▶ Job: Copy the records from the line with "on the light" up to and including the line with "point(5, 185)", swapping "red military tunic" for "scarlet military coat" and leaving everything else as it is.

▶ Listed records:
- - -

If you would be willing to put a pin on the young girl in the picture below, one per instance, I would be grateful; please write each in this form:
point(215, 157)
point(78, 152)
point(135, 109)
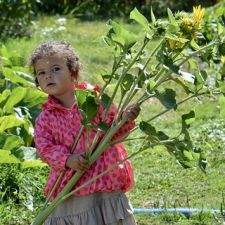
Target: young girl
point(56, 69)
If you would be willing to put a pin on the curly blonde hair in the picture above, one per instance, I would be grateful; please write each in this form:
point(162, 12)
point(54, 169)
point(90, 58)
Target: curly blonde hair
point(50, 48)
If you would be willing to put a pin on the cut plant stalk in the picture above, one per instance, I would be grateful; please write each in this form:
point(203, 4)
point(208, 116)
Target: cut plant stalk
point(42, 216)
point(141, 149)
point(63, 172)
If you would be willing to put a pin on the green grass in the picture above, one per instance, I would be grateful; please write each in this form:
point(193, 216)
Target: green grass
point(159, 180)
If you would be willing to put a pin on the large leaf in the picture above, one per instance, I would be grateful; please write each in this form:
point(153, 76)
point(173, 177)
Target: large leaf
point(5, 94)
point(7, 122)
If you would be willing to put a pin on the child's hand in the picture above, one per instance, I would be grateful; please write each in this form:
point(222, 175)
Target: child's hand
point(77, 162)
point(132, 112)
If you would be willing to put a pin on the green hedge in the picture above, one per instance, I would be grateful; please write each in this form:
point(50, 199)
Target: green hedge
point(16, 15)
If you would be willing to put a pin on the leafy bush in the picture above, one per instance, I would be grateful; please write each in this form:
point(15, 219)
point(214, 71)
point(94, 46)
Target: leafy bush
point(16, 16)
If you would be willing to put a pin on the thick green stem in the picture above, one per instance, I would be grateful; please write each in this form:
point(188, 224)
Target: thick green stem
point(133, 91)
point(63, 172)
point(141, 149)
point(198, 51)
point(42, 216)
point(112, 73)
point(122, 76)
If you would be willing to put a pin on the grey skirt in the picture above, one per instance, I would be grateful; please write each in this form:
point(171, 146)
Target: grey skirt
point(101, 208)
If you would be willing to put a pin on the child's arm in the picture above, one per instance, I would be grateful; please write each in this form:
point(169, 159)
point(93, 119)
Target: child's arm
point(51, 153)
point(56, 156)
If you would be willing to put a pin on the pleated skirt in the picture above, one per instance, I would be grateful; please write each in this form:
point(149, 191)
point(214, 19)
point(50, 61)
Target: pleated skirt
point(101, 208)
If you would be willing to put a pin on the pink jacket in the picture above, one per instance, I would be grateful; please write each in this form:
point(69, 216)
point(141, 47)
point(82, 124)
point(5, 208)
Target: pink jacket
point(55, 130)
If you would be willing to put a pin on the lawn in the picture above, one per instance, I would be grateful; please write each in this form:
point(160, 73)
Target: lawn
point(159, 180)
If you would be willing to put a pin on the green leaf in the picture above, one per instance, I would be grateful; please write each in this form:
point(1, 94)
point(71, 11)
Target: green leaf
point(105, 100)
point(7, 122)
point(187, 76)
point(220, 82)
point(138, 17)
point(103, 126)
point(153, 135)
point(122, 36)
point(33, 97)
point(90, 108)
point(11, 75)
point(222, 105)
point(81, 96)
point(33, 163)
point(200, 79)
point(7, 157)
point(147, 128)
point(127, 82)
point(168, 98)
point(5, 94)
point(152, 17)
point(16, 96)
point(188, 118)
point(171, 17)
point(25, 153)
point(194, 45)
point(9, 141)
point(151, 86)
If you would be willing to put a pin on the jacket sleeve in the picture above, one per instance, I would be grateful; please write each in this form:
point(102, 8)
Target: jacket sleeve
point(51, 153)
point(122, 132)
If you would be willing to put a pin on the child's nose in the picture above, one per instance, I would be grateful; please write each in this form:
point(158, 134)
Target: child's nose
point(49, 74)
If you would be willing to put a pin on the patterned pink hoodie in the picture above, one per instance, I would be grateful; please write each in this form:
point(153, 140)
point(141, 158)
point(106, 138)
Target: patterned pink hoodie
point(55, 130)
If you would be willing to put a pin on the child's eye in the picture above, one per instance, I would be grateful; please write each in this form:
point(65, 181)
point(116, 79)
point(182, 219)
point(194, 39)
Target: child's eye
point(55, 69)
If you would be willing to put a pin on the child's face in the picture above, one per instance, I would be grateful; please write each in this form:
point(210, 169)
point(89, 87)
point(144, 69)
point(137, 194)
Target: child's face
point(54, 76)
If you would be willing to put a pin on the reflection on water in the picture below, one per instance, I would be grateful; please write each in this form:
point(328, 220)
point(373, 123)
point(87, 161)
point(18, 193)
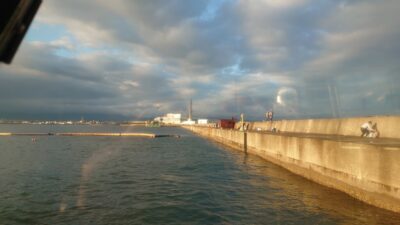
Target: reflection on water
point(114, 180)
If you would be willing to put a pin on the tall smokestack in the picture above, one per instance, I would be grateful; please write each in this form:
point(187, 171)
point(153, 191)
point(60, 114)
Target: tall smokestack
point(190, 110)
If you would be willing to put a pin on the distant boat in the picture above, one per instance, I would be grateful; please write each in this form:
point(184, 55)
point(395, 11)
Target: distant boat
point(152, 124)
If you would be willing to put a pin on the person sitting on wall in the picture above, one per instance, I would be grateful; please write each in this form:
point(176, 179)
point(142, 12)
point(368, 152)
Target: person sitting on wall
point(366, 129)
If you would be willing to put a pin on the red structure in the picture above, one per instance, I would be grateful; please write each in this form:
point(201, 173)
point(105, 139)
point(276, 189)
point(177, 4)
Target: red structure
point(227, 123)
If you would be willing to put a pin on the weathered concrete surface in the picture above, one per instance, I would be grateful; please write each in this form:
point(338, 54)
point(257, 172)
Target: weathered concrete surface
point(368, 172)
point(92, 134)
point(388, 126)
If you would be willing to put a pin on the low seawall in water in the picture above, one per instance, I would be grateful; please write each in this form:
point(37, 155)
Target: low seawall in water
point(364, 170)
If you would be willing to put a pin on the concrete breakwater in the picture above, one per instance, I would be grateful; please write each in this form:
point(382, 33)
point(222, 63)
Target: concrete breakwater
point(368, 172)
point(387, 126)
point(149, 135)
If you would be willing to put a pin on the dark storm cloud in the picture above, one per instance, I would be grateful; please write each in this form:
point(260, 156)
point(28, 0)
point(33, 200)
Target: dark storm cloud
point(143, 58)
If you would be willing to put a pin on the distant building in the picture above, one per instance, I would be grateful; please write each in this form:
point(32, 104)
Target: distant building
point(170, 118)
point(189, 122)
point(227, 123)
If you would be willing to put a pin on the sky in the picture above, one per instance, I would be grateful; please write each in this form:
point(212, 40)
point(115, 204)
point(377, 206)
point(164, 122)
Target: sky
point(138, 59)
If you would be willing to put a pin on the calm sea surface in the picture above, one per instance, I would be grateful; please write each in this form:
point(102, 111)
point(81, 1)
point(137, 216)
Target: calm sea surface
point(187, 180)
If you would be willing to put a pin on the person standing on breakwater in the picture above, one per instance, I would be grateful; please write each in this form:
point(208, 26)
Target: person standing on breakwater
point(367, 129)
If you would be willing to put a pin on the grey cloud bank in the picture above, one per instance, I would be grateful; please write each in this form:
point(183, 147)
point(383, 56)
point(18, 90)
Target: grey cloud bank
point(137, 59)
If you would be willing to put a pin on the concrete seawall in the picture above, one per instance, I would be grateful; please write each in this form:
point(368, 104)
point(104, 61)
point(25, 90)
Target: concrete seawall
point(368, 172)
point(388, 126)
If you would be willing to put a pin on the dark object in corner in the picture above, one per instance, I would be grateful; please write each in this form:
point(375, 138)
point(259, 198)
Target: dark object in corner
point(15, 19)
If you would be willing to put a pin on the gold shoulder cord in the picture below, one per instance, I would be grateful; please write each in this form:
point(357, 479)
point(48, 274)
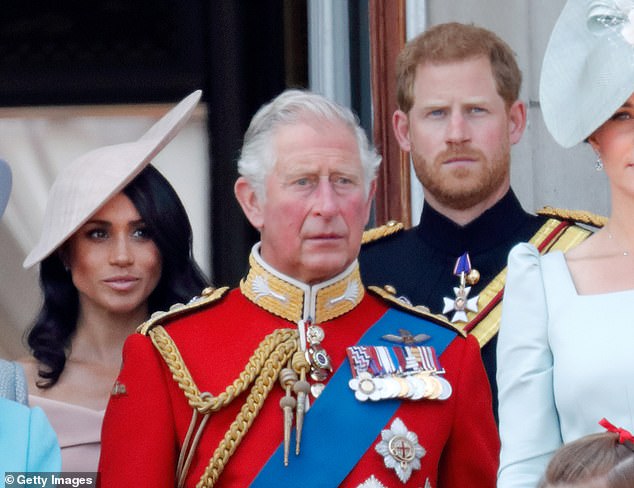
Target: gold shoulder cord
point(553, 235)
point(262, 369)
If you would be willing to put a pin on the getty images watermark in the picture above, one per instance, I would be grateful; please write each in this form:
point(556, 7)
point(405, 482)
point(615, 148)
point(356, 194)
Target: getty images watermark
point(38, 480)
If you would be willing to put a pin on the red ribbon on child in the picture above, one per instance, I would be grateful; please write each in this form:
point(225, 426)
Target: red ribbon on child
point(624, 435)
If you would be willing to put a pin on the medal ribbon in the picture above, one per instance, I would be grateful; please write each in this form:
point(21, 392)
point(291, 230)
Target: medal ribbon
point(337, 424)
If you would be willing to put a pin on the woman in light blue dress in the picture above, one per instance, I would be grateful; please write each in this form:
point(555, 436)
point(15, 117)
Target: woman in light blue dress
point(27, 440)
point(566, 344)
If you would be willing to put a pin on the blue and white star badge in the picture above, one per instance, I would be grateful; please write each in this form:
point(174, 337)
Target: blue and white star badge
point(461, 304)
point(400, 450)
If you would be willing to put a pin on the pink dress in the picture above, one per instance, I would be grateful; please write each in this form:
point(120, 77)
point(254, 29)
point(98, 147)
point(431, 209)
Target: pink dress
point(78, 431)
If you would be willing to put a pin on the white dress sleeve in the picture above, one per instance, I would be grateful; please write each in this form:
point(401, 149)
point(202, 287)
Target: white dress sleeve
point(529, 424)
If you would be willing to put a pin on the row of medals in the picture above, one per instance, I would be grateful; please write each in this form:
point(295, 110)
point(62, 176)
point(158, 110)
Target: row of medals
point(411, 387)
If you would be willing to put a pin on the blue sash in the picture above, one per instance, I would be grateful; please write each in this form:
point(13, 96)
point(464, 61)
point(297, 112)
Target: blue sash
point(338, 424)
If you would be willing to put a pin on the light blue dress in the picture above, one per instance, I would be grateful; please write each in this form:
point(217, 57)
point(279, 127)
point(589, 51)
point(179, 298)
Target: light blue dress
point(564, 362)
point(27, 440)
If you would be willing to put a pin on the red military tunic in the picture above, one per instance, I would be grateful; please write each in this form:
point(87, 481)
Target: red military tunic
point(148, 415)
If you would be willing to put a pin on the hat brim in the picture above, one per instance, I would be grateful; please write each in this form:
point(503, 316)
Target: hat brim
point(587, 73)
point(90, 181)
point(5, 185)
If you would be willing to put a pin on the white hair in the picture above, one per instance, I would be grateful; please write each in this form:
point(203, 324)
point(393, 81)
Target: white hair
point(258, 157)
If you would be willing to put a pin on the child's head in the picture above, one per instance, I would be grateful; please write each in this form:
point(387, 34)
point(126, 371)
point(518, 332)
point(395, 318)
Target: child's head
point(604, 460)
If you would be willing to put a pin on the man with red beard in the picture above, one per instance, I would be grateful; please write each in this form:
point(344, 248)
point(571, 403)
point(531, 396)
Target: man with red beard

- - -

▶ Solution to this task:
If you would be willing to put a pin on the light blue dress in the picture above, one per instance, I would be grateful; please write each in this form:
point(217, 57)
point(279, 127)
point(589, 51)
point(179, 298)
Target: light blue dress
point(564, 362)
point(27, 440)
If you would be willing to put a pin on the scarlet military coat in the picture above, one per instance, I would be grateful; please write each in this form:
point(87, 481)
Target: scarlet military coat
point(148, 415)
If you would be willing to put a pin on the hat brim in the picture above, one per instance, I would be grateful; please write each in this form:
point(503, 316)
Target: hat brim
point(587, 73)
point(90, 181)
point(5, 185)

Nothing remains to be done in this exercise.